→ **Objectives**:
1. In the project description on compressible multi-phase flow, which framework are both the sharp and diffuse interface methods incorporated into?
2. Write the next part of the project description on compressible multi-phase flow, picking up after its final sentence.

→ **Selection**:
Compressible Multi-Phase Flow at Extreme Ambient Conditions

**Principal Investigator:**

Claus-Dieter Munz

**Affiliation:**

Institute of Aerodynamics and Gas Dynamics, University of Stuttgart

**Local Project ID:**

hpcmphas

**HPC Platform used:**

Hazel Hen and Hawk of HLRS

**Date published:**

Jet engines, combustion chambers and rocket engines are engineering applications, in which multi-phase flow occurs at extreme ambient conditions. Validated against experimental data, numerical simulations can also be applied to problems, which are expensive or not even accessible by experiments. In comparison to conventional simulation of fluid flows, multi-phase methods face major challenges. The behavior of the different materials and their interaction have to be modeled and solved accurately. Thereby, complex processes, such as real gas effects, the mixing of multiple materials and phase boundaries, occur. At high temperatures and pressures, an additional challenge is the compressibility of the fluids, which strongly couples thermodynamics and hydrodynamics and complicates the mathematical models and numerical methods. Therefore, compressible multi-phase flow simulations are computationally expensive and in need of high-performance computing (HPC) systems.

In this project, the compressible multi-phase flow solver FS3D.comp is developed. It focuses on two major applications: The investigation of droplet dynamics as well as trans- and supercritical jet simulations. Two different mathematical models are considered, the sharp interface method and the diffuse interface method. Both methods are incorporated into the FLEXI framework, which is a high order flow solver that is based on the Discontinuous Galerkin (DG) method with the option to switch to finite-volume sub-cells inside the DG cell for stabilization. FS3D.comp is developed by the Numerical Research Group of Prof. Munz at the Institute of Aerodynamics and Gas Dynamics at the University of Stuttgart. The method is very efficient on large scale state of the art CPU architectures. The description of liquids and gaseous phases requires the use of real gas Equations of State. Since their evaluation is computationally expensive, a tabulation technique was developed [4] and enhanced with a shared-memory technique in order to reduce the storage demand on HPC systems [3].

→ **Recorded data**:

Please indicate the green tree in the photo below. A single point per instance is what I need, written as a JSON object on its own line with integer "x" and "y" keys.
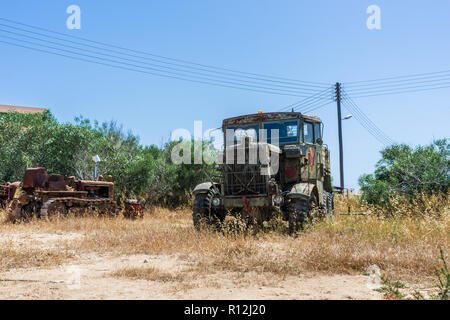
{"x": 408, "y": 171}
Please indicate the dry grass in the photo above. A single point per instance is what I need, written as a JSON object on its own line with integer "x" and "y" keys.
{"x": 149, "y": 273}
{"x": 12, "y": 258}
{"x": 402, "y": 246}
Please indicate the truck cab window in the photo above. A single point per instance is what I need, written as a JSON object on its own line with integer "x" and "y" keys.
{"x": 317, "y": 132}
{"x": 308, "y": 132}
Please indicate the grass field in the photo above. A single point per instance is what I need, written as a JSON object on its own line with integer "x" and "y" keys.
{"x": 403, "y": 246}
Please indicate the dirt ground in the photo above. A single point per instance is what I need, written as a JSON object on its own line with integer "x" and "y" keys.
{"x": 91, "y": 277}
{"x": 164, "y": 257}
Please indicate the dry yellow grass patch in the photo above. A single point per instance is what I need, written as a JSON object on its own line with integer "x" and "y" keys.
{"x": 403, "y": 246}
{"x": 148, "y": 273}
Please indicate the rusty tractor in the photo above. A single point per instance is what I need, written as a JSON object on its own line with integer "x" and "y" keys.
{"x": 133, "y": 209}
{"x": 44, "y": 195}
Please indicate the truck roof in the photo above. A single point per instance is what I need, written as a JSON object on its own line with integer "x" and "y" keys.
{"x": 270, "y": 116}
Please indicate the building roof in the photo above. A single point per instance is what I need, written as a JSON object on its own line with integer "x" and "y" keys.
{"x": 5, "y": 108}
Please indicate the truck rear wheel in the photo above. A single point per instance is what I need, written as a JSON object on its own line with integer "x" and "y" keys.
{"x": 301, "y": 212}
{"x": 203, "y": 211}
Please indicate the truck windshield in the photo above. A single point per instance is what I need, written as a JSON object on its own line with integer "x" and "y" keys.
{"x": 287, "y": 131}
{"x": 242, "y": 131}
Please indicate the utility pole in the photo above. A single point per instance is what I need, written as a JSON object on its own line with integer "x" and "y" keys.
{"x": 341, "y": 149}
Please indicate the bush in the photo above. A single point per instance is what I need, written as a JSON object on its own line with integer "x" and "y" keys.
{"x": 144, "y": 172}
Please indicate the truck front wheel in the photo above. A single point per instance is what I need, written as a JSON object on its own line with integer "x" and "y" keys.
{"x": 203, "y": 211}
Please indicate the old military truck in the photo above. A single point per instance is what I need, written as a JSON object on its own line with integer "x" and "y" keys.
{"x": 289, "y": 174}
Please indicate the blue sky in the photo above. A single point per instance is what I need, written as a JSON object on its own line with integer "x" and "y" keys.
{"x": 323, "y": 41}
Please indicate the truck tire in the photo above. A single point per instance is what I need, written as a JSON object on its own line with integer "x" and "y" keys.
{"x": 329, "y": 203}
{"x": 301, "y": 211}
{"x": 203, "y": 213}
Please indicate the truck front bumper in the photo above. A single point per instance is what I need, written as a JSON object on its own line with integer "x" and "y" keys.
{"x": 242, "y": 202}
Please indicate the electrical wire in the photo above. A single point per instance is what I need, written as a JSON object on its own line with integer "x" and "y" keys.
{"x": 165, "y": 60}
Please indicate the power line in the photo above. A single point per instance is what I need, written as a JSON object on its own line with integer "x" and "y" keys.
{"x": 158, "y": 66}
{"x": 365, "y": 121}
{"x": 150, "y": 73}
{"x": 165, "y": 60}
{"x": 417, "y": 75}
{"x": 319, "y": 96}
{"x": 409, "y": 90}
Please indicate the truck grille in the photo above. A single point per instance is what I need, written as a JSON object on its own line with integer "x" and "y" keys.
{"x": 244, "y": 180}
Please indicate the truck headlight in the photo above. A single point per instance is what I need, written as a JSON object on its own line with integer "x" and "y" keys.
{"x": 216, "y": 202}
{"x": 278, "y": 200}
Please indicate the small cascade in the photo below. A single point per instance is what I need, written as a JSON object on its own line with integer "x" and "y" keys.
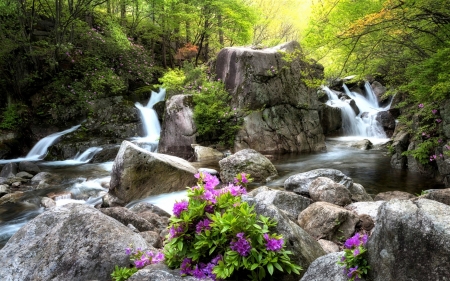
{"x": 364, "y": 124}
{"x": 150, "y": 122}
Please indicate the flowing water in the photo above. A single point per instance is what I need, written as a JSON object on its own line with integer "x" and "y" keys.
{"x": 80, "y": 182}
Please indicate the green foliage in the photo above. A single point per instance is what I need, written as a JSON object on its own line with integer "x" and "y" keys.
{"x": 123, "y": 273}
{"x": 217, "y": 229}
{"x": 12, "y": 116}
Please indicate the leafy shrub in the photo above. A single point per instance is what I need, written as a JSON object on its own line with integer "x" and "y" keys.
{"x": 354, "y": 259}
{"x": 216, "y": 235}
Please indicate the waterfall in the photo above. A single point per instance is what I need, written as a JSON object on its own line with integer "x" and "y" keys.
{"x": 39, "y": 150}
{"x": 364, "y": 124}
{"x": 150, "y": 122}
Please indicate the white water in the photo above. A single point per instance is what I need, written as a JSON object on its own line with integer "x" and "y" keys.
{"x": 39, "y": 150}
{"x": 150, "y": 122}
{"x": 364, "y": 124}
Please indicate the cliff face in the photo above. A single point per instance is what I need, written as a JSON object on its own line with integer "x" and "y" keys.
{"x": 272, "y": 86}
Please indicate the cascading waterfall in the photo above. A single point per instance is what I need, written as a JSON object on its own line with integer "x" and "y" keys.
{"x": 150, "y": 122}
{"x": 39, "y": 150}
{"x": 364, "y": 124}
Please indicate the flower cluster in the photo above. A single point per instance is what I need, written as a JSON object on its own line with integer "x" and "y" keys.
{"x": 215, "y": 234}
{"x": 353, "y": 260}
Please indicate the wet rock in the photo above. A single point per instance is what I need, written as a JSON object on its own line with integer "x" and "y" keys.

→ **Set of answers**:
1. The FLEXI framework, a high order flow solver based on the Discontinuous Galerkin (DG) method.

2.
The sharp-interface method in FS3D.comp allows the simulation of pressure- and temperature-driven phase transition in thermodynamic non-equilibrium [2,5]. In addition, surface tension driven droplet-motion, e.g. colliding droplets and complex shock-droplet interactions, are also possible [7]. An example of a two-dimensional shock-droplet interaction is shown in Fig. 1. Shocks are flow phenomena, in which a sudden change in velocity, pressure and density occurs. The interaction of a liquid drop with a shock in a gaseous atmosphere results in a very complex flow field and different droplet break-up regimes can be observed. In Fig. 1 a shock-droplet interaction with a high surface-tension force is shown. Thus, the droplet is only slightly deformed. These investigations require very high spatial resolution, causing a high computational effort which is further increased if three-dimensional settings are considered.

Even with the resources of supercomputing centers like the HLRS the simulation of large-scale phenomena containing multiple phases, multiple species, compressibility effects and phase-transition, may still be not feasible with a detailed sharp-interface approach. Therefore, at high pressures and nearly critical temperature conditions a diffuse interface approach is also under development. This approach assumes that phase transitions occur in thermodynamic equilibrium only. The modeling effort, the numerical treatment, and the computational demands for such a simulation are still challenging. An example of such a large-scale phenomenon is shown in Fig. 2. A liquid fuel (n-Hexane) jet is injected in a combustion chamber filled with gas (Nitrogen). The break-up of the jet results in complex turbulent structures, which cause a mixing of the different species. We want to point out that the accurate capturing of mixing processes in a multi-phase real gas context requires well-resolved phase interfaces. Due to the significant computational effort such problems need high performance computing.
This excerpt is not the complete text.